## Instruction
Express the lines of the listing below, from its first line through the line containing "column 103, row 202", as a JSON list of strings with one string per line and blank lines omitted.

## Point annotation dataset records

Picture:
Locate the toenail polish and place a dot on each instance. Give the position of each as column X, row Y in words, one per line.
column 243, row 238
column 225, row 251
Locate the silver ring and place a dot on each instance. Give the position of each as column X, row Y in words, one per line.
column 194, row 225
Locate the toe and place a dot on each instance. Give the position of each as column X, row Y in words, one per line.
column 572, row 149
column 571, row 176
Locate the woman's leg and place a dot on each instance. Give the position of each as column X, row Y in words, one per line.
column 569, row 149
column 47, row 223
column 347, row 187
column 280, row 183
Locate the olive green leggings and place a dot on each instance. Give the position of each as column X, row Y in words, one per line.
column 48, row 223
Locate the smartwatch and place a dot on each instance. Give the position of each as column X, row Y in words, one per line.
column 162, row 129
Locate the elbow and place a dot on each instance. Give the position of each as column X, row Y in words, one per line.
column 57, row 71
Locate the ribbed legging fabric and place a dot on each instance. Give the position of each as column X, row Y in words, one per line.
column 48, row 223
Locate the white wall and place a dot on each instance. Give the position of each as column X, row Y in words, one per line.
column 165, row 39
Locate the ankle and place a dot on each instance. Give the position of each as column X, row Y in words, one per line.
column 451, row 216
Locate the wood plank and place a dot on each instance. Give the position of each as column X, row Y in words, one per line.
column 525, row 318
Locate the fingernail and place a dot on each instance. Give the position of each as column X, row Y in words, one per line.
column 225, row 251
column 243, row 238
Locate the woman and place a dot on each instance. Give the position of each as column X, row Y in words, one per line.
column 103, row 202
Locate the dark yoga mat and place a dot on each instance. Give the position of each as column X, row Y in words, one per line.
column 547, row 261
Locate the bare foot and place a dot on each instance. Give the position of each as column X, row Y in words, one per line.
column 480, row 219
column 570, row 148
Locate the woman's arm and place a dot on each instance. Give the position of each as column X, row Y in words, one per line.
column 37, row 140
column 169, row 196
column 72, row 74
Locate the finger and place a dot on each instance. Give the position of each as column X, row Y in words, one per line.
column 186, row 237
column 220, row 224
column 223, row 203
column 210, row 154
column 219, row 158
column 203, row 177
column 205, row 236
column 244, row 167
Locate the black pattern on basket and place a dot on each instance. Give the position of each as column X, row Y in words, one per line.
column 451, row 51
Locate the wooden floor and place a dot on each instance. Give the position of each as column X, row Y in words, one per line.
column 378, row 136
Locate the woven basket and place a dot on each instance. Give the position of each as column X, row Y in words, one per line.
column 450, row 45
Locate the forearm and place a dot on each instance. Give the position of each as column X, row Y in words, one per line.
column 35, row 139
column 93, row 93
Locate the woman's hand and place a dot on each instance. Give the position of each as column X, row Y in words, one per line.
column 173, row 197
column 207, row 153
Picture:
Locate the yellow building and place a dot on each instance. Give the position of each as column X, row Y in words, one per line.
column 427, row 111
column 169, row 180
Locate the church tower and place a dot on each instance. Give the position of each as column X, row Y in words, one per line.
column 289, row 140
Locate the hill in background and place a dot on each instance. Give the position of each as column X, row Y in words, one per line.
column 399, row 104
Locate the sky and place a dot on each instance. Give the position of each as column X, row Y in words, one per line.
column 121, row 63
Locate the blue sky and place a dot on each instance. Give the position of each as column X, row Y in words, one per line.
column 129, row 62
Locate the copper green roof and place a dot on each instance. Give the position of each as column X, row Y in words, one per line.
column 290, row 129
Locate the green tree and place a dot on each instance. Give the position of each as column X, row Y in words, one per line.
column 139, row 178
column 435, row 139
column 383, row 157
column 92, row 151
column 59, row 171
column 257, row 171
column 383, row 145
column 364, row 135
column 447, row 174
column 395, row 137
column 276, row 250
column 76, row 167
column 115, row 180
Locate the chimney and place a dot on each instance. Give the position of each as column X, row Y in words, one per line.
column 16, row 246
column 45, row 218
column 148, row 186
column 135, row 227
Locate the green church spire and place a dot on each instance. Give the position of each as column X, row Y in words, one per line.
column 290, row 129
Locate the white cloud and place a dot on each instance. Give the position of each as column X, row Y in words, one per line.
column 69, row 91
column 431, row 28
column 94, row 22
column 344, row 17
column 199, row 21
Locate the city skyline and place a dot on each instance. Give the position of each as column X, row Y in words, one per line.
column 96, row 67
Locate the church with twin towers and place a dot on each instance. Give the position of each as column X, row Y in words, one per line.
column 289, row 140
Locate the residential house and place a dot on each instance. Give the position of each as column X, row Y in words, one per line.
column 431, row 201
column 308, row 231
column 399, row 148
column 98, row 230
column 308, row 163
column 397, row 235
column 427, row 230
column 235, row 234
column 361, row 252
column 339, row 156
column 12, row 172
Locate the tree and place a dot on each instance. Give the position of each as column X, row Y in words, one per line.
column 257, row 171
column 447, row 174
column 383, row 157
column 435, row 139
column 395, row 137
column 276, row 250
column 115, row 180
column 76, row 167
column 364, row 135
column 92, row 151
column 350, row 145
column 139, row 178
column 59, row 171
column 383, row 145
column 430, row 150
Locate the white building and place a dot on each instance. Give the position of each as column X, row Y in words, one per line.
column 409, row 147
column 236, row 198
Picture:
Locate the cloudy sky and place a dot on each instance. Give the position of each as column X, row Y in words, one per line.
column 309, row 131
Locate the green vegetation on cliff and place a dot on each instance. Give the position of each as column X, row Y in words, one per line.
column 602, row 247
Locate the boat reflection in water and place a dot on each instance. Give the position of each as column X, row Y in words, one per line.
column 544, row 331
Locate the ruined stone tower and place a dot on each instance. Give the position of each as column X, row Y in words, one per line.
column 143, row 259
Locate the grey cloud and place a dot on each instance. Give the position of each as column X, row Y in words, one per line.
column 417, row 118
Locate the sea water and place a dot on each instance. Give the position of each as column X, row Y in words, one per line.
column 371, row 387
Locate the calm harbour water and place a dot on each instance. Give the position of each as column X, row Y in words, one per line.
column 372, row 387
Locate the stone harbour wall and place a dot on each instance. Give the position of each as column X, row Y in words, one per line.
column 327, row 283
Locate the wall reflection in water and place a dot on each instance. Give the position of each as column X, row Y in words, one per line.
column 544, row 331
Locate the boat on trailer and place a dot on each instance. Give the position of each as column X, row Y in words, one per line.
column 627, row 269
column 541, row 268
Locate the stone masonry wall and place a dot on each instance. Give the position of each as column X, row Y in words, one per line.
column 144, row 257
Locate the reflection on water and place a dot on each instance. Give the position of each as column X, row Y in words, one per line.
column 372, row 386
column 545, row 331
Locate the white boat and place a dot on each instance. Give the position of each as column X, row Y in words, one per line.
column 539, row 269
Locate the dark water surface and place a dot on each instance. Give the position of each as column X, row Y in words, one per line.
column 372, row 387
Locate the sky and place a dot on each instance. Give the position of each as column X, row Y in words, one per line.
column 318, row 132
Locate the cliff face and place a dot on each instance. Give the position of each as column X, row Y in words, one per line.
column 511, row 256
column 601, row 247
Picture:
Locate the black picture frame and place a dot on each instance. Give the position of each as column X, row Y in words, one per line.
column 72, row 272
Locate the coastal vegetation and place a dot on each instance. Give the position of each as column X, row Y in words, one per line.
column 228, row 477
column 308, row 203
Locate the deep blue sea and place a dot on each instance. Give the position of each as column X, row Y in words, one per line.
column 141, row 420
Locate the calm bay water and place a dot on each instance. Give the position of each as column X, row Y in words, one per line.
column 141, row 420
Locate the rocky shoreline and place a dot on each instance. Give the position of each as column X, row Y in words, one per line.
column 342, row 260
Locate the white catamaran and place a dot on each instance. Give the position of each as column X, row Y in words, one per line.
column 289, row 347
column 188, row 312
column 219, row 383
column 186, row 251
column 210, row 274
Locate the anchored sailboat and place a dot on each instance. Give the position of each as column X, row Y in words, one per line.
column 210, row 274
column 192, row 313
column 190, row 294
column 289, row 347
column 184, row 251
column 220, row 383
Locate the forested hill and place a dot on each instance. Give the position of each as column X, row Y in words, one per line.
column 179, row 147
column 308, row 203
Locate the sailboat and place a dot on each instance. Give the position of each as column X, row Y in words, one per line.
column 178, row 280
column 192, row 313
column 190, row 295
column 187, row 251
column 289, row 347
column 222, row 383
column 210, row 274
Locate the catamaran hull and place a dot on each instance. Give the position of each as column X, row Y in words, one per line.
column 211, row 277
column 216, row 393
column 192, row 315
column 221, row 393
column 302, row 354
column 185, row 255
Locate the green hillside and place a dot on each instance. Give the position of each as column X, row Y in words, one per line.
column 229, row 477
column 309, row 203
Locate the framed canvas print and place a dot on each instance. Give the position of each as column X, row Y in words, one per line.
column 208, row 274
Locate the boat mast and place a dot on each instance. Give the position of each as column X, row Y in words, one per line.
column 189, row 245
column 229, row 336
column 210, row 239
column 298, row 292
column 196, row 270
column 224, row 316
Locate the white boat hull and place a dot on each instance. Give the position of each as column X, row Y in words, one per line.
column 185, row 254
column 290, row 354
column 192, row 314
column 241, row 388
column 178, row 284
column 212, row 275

## Problem solution
[
  "Picture:",
  "Locate the toenail polish and place a dot on each instance. Give the position of each as column X, row Y in words, one per line.",
  "column 243, row 238",
  "column 225, row 251",
  "Locate the silver ring and place a dot on each instance. Give the position of each as column X, row Y in words, one per line.",
  "column 194, row 225",
  "Locate the toe and place a dot on each instance. Give the position of each as column X, row Y in words, one per line.",
  "column 572, row 149",
  "column 571, row 176",
  "Locate the woman's leg and place a dot on each instance. Give the position of each as column X, row Y in words, one per line.",
  "column 569, row 149",
  "column 47, row 223",
  "column 347, row 187",
  "column 280, row 183",
  "Locate the olive green leggings and place a dot on each instance. Give the position of each as column X, row Y in words, one per line.",
  "column 48, row 223",
  "Locate the smartwatch and place a dot on each instance. Give the position of each as column X, row Y in words, one per line.",
  "column 162, row 129",
  "Locate the elbow and place a dot on each instance. Give the position of each as column X, row Y in words, one per line.",
  "column 57, row 71",
  "Locate the ribbed legging fabric and place a dot on each instance. Give the position of each as column X, row Y in words, one per line.",
  "column 48, row 223",
  "Locate the white wall and place a dot on each instance. Give the position of each as column X, row Y in words, one per line.",
  "column 165, row 39",
  "Locate the ankle and place a dot on each instance. Give the position of each as column X, row Y in words, one per line.",
  "column 451, row 216",
  "Locate the wood plank and place a dot on each instance. Give the position of each as column X, row Y in words, one per line.",
  "column 525, row 318",
  "Locate the fingernail and place a dot on each instance. Give the position of each as column X, row Y in words, one per line.",
  "column 225, row 251",
  "column 243, row 238",
  "Locate the woman and place a dot on each instance. Give the position of each as column X, row Y in words, one per line.",
  "column 103, row 202"
]